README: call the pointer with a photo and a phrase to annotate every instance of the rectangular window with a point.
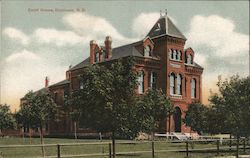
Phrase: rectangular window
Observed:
(141, 82)
(172, 87)
(193, 88)
(55, 97)
(152, 80)
(80, 85)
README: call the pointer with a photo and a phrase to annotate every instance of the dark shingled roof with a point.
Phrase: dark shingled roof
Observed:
(164, 26)
(118, 52)
(60, 83)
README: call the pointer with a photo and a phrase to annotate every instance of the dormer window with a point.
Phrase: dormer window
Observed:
(147, 51)
(158, 28)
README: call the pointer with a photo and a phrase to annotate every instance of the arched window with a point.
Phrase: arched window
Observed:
(141, 82)
(152, 80)
(179, 85)
(172, 84)
(81, 85)
(193, 88)
(147, 51)
(189, 59)
(170, 53)
(179, 55)
(96, 57)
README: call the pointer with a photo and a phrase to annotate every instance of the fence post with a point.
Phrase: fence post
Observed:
(187, 148)
(218, 147)
(230, 142)
(237, 148)
(110, 154)
(58, 151)
(244, 145)
(153, 149)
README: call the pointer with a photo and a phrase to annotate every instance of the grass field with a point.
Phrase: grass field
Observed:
(122, 146)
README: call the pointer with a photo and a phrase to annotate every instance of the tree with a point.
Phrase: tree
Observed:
(153, 107)
(37, 109)
(6, 118)
(232, 104)
(107, 98)
(196, 117)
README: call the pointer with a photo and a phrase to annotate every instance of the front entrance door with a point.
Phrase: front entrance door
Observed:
(177, 119)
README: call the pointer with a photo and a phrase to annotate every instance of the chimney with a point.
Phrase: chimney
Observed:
(46, 82)
(92, 51)
(108, 47)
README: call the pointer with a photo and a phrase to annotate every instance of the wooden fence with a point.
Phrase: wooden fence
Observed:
(233, 145)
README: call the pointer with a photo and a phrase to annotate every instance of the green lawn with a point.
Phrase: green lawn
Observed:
(28, 152)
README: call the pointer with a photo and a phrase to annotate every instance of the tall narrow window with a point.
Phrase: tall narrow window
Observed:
(152, 80)
(172, 84)
(96, 57)
(179, 85)
(141, 82)
(174, 55)
(179, 55)
(81, 85)
(55, 97)
(189, 59)
(193, 88)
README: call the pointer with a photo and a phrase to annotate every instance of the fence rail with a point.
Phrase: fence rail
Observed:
(239, 144)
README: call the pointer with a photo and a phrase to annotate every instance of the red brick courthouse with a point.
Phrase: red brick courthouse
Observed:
(163, 63)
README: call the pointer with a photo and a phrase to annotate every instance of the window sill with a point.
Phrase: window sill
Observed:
(180, 61)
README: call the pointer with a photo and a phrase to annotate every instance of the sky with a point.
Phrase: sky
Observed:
(43, 38)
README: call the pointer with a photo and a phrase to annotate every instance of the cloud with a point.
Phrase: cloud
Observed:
(59, 37)
(23, 55)
(143, 23)
(94, 27)
(219, 34)
(219, 48)
(16, 34)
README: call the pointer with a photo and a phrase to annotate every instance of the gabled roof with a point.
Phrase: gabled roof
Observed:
(118, 52)
(60, 83)
(164, 26)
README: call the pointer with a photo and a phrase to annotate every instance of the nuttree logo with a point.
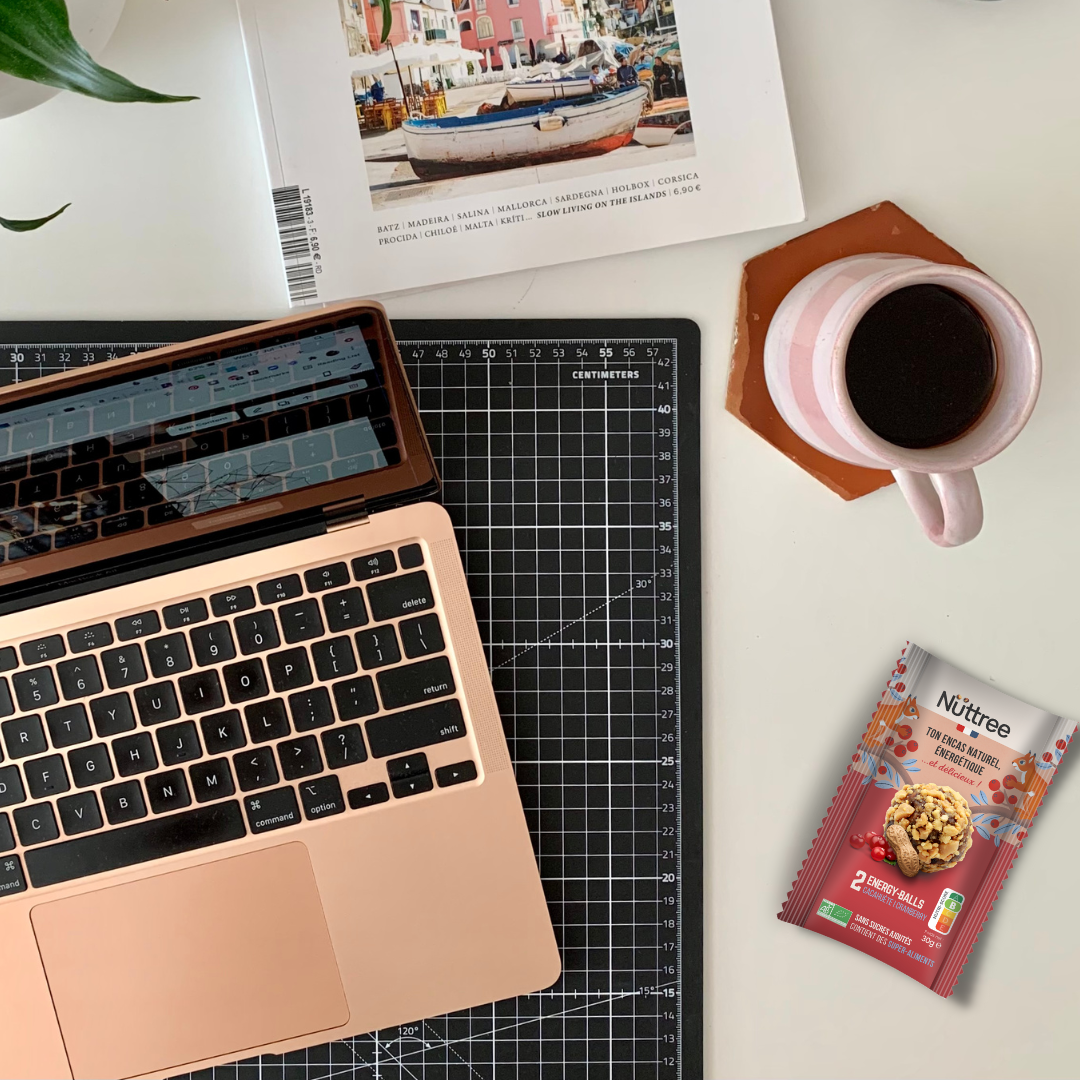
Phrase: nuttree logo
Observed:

....

All entries are to be duplicated exactly, with the pictures left out.

• _Output for this task_
README: call the pointer with a photo and a phrase to annotate every instance of the rectangular window with a point.
Phrase: rectangular window
Observed:
(141, 82)
(172, 87)
(193, 88)
(55, 97)
(152, 80)
(80, 85)
README: call the pointer with a photo and a phrase to annotate every instance of the dark shingled roof with a point.
Phrase: dark shingled roof
Observed:
(164, 26)
(118, 52)
(60, 83)
README: call the pointer with a photo and a phrase to annotate every instance of the dormer window with a point.
Phrase: dormer window
Observed:
(147, 51)
(158, 28)
README: call the pointer with a photo and a phrase to annotate every instance of the arched window with a point.
Phrase: arched window
Observed:
(141, 82)
(152, 80)
(179, 85)
(172, 84)
(81, 85)
(193, 88)
(147, 51)
(189, 59)
(170, 53)
(179, 55)
(96, 57)
README: call the pointer with a photo and a phrase to annotate every instance of the fence post with a point.
Phrase: fence post
Observed:
(187, 148)
(218, 147)
(230, 142)
(237, 148)
(110, 154)
(58, 151)
(244, 145)
(153, 149)
README: call the pointer with a photo and a phrase to annotate every instance of the grass field with a point.
Phrase: grass field
Observed:
(122, 146)
README: call the pointer with a photo and a phrase to annotate every instance of the tree with a point.
Phrase: tree
Observed:
(153, 107)
(37, 109)
(6, 118)
(232, 104)
(107, 98)
(196, 117)
README: call the pointer with a photo and a phrase to annotate every instance of the front entrance door with a point.
Phrase: front entrance door
Observed:
(177, 119)
README: call the pointer with a photo and a phrase to annotate every instance of the chimney with a point.
Phrase: chimney
Observed:
(46, 82)
(92, 51)
(108, 47)
README: call the pointer with a photo and a phrase to annotate every instance of the wooden fence with a point.
Phrase: wooden fence
Observed:
(233, 145)
README: call the pointer with a photo and a phrase to annotate every instance of the green lawn with a point.
Phrase: green lawn
Observed:
(28, 152)
README: call the pointer with a photo and a phrase to annotate every instance of the tall narrow window with a point.
Phrase: tall narrow window
Observed:
(152, 80)
(172, 84)
(96, 57)
(179, 85)
(141, 82)
(174, 55)
(179, 55)
(81, 85)
(55, 97)
(189, 59)
(193, 88)
README: call the pointer with a photo and a phrase to annotate every instance of the fence rail with a point.
Phrase: fence rail
Observed:
(239, 144)
README: call the pointer with a photo and a phrase to annotate every instance of the red brick courthouse with a point.
Phrase: red brick courthouse
Observed:
(163, 63)
README: call the pointer with a photo and a phrase to annotate every instance of the window sill with a point.
Phrase: window sill
Observed:
(180, 61)
README: call the pointer with a photo and a phrase to annotate every instance of the sky with a point.
Phrase: sky
Observed:
(43, 38)
README: call the pointer with a photo and a phrase to annotate every instance of the cloud with a point.
Phrase: cloud
Observed:
(59, 37)
(23, 55)
(143, 23)
(94, 27)
(219, 34)
(219, 48)
(16, 34)
README: call the pointer with a photo and a phrase to annotate every instance of the gabled roof with a point.
Phrase: gabled roof
Observed:
(118, 52)
(60, 83)
(164, 26)
README: call the pointer with a photo and a phrase to annotate every instance of the nuttree logo with a point.
Phrase: nuttree logo
Observed:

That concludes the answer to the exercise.